**TEXTAUSZUG**

━━━━━━━━━━━━━━━━━━━━━━━━━━━━━━

Am Minderwertigkeitskomplex leidet der Mann nun wirklich nicht: Markus Schreiber, Verwaltungschef aus Hamburg-Mitte, will „verbindliche und einheitliche (Betreuungs-)Standards für ganz Hamburg schaffen“, gab er dem Abendblatt zu Protokoll. Eine große Aufgabe, wenn man bedenkt, dass sein eigenes Jugendamt im „Fall“ Lara nicht einmal die existierenden Betreuungsstandards durchsetzen konnte.
Tatsächlich räumt Schreiber im gleichen Bericht auch ein, dass sein Bezirk Mitte sich bisher stets auf die Angaben der eingesetzten Freien Träger zur Betreuung verlassen habe. Eine Kontrolle, zumindest eine wirksame Kontrolle, hat es offenbar nicht gegeben. Dieses Versäumnis, sicher nicht ohne Auswirkung auf den Tod der kleinen Lara, soll künftig ausgeschlossen werden. Dazu schlägt Mitte vor, ein „Betreuungsjournal“ einzuführen – vermutlich eine praktikable Idee.
Befremdlich hingegen ist, dass ebenfalls als neuer Vorschlag präsentiert wird, dass bei der Betreuung regelmäßige Arztbesuche nachzuweisen sind. Das nämlich steht bereits in der Leistungsvereinbarung zwischen Behörde und Freiem Träger. Wenn das Bezirksamt dies nun öffentlich als „neu“ darstellt, liegt die Vermutung nahe, dass man es dort bisher nicht einmal gemerkt hatte. Und: Wenn man nicht weiß, dass dies vereinbart ist, kann man es natürlich auch nicht kontrollieren.
Richtig wäre es, in einer gemeinsamen Anstrengung aller Bezirke und der Fachbehörde Standards zu schaffen, die Hamburgs Kinder besser schützen und für mehr Übersicht im verzettelten Hamburger Betreuungs-Durcheinander sorgen. Was fehlt, ist ein rundes, geschlossenes Konzept, das die Fachbehörde offenkundig nicht entwickeln will oder kann. Und eine wirksame Umsetzung auf der Jugendamts-Ebene. Zumindest in Mitte sollte man – nach Morsal und Lara – daran wohl dringend arbeiten.
Die Hansestadt gibt jedes Jahr viele Millionen Euro zu Gutachten zu allen nur denkbaren Fragen aus. Vermutlich wäre es im Sinne unserer Kinder gut investiertes Geld, würde man sich von externen Fachleuten ein geschlossenes Konzept entwerfen lassen. Ob sich die Politiker dann am Ende verantwortlich damit auseinandersetzen oder ob es in parteitaktischem Kleinklein zerredet wird, steht auf einem anderen Blatt.

━━━━━━━━━━━━━━━━━━━━━━━━━━━━━━

Extrahierte Datensätze
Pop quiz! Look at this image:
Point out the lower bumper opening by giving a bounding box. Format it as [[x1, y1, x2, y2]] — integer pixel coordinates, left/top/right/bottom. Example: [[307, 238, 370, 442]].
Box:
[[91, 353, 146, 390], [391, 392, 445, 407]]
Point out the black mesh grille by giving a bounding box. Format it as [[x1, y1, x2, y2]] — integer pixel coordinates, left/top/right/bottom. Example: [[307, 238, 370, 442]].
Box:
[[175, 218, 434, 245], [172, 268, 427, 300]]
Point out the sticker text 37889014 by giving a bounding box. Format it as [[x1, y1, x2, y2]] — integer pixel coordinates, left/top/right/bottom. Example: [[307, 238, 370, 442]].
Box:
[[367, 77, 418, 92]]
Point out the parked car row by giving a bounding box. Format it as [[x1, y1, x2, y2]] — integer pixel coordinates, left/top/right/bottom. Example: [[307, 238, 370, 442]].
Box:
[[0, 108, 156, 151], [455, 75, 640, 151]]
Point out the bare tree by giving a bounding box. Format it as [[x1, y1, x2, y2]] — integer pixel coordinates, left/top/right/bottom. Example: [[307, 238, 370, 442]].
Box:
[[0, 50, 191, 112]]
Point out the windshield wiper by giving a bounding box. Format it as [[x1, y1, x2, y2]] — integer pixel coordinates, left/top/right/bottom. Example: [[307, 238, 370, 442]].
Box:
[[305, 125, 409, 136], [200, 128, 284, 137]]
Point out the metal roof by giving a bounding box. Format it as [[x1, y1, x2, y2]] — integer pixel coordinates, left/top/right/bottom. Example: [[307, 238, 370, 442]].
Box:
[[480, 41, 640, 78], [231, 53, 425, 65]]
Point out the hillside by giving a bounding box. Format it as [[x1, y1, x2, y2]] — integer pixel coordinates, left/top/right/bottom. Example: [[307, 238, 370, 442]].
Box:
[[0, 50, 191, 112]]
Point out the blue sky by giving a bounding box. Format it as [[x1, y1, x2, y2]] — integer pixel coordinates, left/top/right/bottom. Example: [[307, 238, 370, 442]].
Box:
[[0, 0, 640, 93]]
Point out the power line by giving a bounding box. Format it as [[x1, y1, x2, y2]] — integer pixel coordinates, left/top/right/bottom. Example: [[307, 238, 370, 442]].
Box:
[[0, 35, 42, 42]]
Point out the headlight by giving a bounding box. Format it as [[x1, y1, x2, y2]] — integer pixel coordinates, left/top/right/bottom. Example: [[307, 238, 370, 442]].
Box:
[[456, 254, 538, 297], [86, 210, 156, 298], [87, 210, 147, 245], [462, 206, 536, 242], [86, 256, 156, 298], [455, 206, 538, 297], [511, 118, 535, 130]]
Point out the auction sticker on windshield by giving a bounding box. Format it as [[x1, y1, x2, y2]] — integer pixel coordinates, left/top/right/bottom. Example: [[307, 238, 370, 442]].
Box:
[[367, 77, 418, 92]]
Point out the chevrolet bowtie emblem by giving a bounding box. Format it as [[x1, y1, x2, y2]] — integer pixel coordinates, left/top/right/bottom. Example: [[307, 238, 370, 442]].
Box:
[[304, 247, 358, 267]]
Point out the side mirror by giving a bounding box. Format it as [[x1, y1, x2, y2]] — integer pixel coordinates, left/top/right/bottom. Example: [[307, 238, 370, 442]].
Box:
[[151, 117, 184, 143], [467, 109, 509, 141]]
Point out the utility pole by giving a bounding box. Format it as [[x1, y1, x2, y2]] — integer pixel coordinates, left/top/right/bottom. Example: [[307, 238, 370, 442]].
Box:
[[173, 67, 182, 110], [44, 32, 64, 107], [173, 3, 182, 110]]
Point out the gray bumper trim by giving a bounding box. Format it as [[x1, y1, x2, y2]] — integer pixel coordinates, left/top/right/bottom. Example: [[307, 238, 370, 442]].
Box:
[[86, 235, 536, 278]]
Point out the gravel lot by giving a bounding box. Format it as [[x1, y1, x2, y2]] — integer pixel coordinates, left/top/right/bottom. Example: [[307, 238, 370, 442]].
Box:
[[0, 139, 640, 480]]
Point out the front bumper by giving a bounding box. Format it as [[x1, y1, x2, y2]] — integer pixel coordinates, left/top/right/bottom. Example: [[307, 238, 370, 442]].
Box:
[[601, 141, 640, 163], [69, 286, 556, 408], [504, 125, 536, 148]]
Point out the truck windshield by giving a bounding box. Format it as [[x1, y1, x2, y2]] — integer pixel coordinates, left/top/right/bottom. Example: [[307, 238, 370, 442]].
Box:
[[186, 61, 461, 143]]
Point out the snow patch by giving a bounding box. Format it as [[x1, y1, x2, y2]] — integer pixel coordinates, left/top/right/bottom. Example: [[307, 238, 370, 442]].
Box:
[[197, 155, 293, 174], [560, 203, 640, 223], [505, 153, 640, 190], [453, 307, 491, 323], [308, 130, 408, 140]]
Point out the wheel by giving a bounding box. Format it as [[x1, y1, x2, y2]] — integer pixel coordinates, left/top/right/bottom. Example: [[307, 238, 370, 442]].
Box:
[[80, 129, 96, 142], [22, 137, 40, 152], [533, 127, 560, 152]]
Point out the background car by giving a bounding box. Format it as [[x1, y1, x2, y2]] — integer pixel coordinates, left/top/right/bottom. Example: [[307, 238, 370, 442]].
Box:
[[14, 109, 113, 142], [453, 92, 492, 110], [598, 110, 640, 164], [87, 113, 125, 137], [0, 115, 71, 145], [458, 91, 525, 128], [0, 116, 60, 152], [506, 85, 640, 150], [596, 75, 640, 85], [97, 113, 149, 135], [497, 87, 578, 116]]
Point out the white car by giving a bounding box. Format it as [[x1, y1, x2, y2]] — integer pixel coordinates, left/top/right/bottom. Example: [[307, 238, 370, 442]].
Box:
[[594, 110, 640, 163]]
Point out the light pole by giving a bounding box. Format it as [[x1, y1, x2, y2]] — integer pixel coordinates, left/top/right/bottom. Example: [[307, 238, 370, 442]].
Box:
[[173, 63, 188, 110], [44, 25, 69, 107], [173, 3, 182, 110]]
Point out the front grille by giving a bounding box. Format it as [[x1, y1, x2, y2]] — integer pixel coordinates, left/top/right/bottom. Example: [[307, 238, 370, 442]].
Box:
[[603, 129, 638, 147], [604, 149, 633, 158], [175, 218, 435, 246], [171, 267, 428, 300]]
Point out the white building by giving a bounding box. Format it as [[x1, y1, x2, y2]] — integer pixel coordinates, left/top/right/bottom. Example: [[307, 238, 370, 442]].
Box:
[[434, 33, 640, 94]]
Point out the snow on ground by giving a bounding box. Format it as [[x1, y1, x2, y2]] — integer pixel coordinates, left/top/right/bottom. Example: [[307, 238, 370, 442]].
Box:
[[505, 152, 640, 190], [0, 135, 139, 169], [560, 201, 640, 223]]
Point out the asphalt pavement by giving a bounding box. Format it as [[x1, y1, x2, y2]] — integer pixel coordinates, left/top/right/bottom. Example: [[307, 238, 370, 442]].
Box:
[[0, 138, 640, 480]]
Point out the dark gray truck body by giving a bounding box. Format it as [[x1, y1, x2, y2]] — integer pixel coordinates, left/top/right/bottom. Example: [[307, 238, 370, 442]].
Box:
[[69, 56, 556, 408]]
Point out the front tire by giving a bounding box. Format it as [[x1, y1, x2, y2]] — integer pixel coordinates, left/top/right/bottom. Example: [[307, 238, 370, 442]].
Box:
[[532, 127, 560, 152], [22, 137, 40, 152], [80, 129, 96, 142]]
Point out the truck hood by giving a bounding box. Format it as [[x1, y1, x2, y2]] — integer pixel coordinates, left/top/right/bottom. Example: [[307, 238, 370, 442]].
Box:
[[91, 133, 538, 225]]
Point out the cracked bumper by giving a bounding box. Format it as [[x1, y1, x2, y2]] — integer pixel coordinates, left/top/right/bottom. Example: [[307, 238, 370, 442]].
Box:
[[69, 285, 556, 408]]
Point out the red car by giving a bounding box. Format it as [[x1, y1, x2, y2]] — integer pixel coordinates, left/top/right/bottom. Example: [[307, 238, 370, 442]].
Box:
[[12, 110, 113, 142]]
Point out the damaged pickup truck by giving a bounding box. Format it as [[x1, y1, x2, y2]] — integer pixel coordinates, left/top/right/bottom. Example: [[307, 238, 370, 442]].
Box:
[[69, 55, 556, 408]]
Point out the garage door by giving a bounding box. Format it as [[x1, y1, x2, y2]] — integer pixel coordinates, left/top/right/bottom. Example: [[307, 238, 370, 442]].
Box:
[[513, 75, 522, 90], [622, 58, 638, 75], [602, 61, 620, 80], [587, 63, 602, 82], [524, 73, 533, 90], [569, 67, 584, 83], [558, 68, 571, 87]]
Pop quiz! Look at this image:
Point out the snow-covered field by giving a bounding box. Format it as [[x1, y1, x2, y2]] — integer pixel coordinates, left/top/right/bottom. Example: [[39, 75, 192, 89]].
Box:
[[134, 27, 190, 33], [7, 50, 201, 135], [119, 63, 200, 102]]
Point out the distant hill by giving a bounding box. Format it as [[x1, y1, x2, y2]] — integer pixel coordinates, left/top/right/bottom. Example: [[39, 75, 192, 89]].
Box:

━━━━━━━━━━━━━━━━━━━━━━━━━━━━━━

**AUFGABEN**
a) Zitiere wörtlich die Stelle aus dem Textauszug, die mit „Befremdlich hingegen ist, dass“ beginnt und mit „auch nicht kontrollieren.“ endet.
b) Welche Personen werden im Textauszug mit Namen genannt? Führe alle auf.

**LÖSUNGSÜBERSICHT**
a)
Befremdlich hingegen ist, dass ebenfalls als neuer Vorschlag präsentiert wird, dass bei der Betreuung regelmäßige Arztbesuche nachzuweisen sind. Das nämlich steht bereits in der Leistungsvereinbarung zwischen Behörde und Freiem Träger. Wenn das Bezirksamt dies nun öffentlich als „neu“ darstellt, liegt die Vermutung nahe, dass man es dort bisher nicht einmal gemerkt hatte. Und: Wenn man nicht weiß, dass dies vereinbart ist, kann man es natürlich auch nicht kontrollieren.

b)
Markus Schreiber
Lara
Morsal